## TASK LIST
A) Retype the rows word for word, beginning at the line that contains "Would you be able to mark the suspender" and continuing through the last row, with both ends included.
B) Continue the building-list processing script from the point at which it stops.

## SELECTION
============

# Procedures script to read the raw building list from a Telecommunication service provider and process the data

In [1]:
import os
import pandas as pd
import geopandas as gpd
from shapely.geometry import Point

1- Reading the buildings list

In [3]:
list = pd.read_excel('Lit Building Inventory - Public.xlsx', skiprows=3)

2- Reformat the buildings list and prepare it for SmartyStreets

In [4]:
reformat_list = pd.DataFrame({'Street Address':list['Lit Building List'], 'City':list['City'], 'State':list['State'], 'Zip Code':list['Postal']})
reformat_list.to_csv(f'SmartyStreets\input.csv')

3- Run SmartyStreets from its folder

4- Reading the result list of SmartyStreets

In [2]:
sm_list = pd.read_csv(f'SmartyStreets\output.csv')
sm_list = sm_list.fillna('').astype(str)

5- Preparing the new address formula to be ready for geocoding

In [4]:
sm_list['new address'] = sm_list.apply(lambda i: i['[primary_number]']+' '+i['[street_predirection]']+''+i['[street_name]']+' '+i['[street_suffix]']+' '+i['[street_postdirection]'], axis=1)
sm_list['new city'] = sm_list['[default_city_name]']
sm_list['new state'] = sm_list['[state_abbreviation]']
sm_list['new zipcode'] = sm_list['[zipcode]']

6- Checking for bad addresses

In [10]:
for idx, row in sm_list.iterrows():
    # Check if the address misssing the primary number
    if row['new address'][0].isdigit() == False:
        print(row['new address'])
    # Check if street name is missing
    if len(row['[street_name]']) == 0:
        print(row['[street_name]'])
    # Check if street name contains a 'PO box'
    if 'PO box' in (row['[street_name]']):
        print(idx)

7- Filtering dublicates

In [8]:
dups = sm_list.loc[sm_list.duplicated(subset=['new address', 'new state', 'new zipcode'])]
dups.to_excel('duplicated.xlsx', columns=['new address', 'new state', 'new zipcode'])
sm_list = sm_list.drop_duplicates(subset=['new address', 'new state', 'new zipcode'], keep='first')

============

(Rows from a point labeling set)

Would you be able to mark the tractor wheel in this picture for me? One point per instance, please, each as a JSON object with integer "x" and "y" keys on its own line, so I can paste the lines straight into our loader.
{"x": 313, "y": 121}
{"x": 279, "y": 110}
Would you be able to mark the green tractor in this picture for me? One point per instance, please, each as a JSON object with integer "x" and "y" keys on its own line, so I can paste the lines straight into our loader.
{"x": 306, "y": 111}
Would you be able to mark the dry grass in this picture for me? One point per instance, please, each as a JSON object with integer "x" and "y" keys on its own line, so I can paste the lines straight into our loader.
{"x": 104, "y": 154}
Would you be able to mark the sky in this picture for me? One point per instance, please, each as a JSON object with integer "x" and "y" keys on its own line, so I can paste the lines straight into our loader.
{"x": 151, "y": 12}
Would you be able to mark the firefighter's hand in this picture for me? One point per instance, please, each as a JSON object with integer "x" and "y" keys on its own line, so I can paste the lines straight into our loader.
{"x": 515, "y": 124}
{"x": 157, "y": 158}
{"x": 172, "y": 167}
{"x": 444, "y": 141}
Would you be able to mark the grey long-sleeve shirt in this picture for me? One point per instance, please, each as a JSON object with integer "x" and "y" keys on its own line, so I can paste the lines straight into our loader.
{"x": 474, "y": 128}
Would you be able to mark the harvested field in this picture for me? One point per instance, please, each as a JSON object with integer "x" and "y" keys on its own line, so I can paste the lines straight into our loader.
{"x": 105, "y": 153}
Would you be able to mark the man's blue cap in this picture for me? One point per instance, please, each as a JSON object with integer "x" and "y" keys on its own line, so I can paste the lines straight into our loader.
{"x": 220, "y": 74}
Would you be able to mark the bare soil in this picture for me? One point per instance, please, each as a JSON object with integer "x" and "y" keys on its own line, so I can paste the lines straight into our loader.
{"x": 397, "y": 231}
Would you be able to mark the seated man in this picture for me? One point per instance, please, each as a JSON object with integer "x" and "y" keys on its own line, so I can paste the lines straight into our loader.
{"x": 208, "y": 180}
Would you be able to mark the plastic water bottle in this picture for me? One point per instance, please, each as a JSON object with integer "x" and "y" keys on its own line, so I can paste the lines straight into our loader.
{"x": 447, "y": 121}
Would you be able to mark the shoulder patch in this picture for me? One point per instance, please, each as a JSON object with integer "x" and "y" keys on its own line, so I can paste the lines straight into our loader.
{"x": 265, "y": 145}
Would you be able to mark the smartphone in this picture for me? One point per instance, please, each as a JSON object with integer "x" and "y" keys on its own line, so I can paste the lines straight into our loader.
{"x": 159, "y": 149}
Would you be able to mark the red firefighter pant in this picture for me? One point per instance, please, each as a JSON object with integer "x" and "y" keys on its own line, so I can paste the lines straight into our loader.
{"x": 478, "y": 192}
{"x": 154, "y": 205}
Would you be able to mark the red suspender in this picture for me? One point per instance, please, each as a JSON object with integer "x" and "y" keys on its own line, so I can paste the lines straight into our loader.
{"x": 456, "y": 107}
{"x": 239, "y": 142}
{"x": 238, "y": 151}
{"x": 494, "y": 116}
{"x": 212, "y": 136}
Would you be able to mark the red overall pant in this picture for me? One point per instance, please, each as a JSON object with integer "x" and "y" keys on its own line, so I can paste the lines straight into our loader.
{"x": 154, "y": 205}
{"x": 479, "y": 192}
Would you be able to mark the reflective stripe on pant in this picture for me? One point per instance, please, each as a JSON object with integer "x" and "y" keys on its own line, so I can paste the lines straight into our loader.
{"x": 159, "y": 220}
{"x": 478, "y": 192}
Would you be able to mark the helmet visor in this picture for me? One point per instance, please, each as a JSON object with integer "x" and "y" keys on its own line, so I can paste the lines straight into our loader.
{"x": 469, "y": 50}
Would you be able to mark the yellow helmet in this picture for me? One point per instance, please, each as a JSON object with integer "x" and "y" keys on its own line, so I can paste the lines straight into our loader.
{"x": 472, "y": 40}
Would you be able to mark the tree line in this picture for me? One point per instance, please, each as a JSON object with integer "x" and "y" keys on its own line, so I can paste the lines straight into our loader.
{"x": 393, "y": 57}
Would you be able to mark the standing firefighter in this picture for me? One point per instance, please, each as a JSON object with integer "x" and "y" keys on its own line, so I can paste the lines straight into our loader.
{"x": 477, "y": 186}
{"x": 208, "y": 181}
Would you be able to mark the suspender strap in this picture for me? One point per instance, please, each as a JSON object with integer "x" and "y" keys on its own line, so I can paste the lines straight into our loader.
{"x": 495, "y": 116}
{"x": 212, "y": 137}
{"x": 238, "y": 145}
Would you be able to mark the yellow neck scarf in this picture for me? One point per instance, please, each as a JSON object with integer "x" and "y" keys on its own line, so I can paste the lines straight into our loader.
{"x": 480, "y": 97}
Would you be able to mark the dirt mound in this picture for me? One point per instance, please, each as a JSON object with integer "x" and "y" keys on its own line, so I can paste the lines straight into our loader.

============

## ANSWERS TO THE TASKS
A)
Would you be able to mark the suspender strap in this picture for me? One point per instance, please, each as a JSON object with integer "x" and "y" keys on its own line, so I can paste the lines straight into our loader.
{"x": 495, "y": 116}
{"x": 212, "y": 137}
{"x": 238, "y": 145}
Would you be able to mark the yellow neck scarf in this picture for me? One point per instance, please, each as a JSON object with integer "x" and "y" keys on its own line, so I can paste the lines straight into our loader.
{"x": 480, "y": 97}
Would you be able to mark the dirt mound in this picture for me? One point per instance, please, each as a JSON object with integer "x" and "y" keys on its own line, so I can paste the lines straight into our loader.

B)
sm_list['ID'] = sm_list.index+1

8- Prepare the input list of geocoding

In [9]:
gc_input = pd.DataFrame({'ID':sm_list.index+1,
                         'Address':sm_list['new address'],
                         'City':sm_list['new city'],
                         'State':sm_list['new state'],
                         'Country':'USA',
                         'Postal':sm_list['new zipcode']})

gc_input.to_csv(f'c2f_geocoder\c2f_geocoder\gc_input.csv', index=False)

9- Run the geocoding script

10- Reading the result list of geocoding

In [10]:
gc_output = pd.read_csv(f'c2f_geocoder\c2f_geocoder\gc_output.csv')
gc_output.rename(columns={'id':'ID'}, inplace=True)

11- Filtering the good addresses

In [12]:
good_addresses = gc_output.loc[(gc_output['accuracy_type'] == 'house number') & (gc_output['accuracy'] >= 0.8)]
good_addresses[['lat','long','Postal']].astype(str)
good_addresses = good_addresses.drop('ID', axis=1)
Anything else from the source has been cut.